= What the exercise asks =
Count the lines in the entries below that contain the string "ground", matching case exactly, and reply with only that number.

= Task inputs =
● ● ● ●
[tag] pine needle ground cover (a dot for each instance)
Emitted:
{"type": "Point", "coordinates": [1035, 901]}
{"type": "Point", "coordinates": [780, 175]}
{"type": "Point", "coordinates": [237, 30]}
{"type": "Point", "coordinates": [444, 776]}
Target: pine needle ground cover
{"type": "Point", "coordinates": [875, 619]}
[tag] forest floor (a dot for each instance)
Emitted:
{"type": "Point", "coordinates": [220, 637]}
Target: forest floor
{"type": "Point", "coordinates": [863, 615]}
● ● ● ●
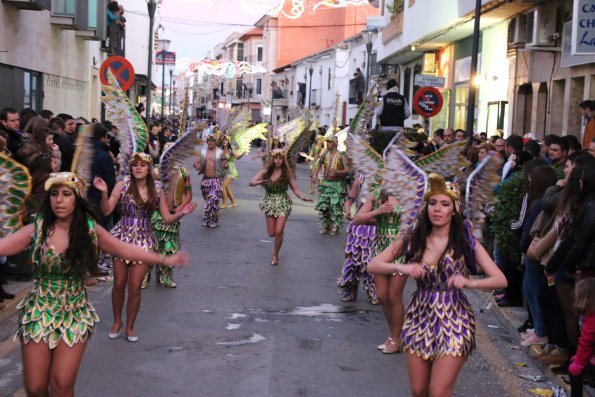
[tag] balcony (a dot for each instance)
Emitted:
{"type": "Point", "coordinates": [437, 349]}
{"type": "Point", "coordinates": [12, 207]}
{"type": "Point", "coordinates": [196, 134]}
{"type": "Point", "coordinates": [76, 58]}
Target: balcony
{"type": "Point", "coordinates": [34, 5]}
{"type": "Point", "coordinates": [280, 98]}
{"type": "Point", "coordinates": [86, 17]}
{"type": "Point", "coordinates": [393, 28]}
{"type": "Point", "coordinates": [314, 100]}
● ● ● ●
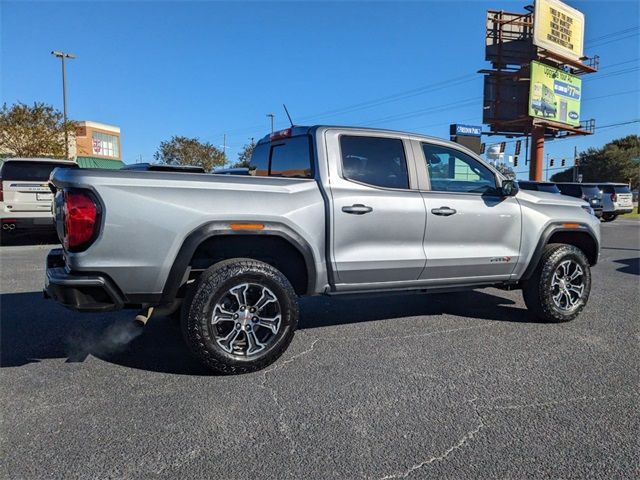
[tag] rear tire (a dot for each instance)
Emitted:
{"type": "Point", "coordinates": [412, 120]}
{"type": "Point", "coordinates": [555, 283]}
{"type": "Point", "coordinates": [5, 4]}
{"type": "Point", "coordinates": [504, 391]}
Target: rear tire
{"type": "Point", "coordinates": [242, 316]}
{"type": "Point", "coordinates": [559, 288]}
● ● ● ●
= Answer to the exercise =
2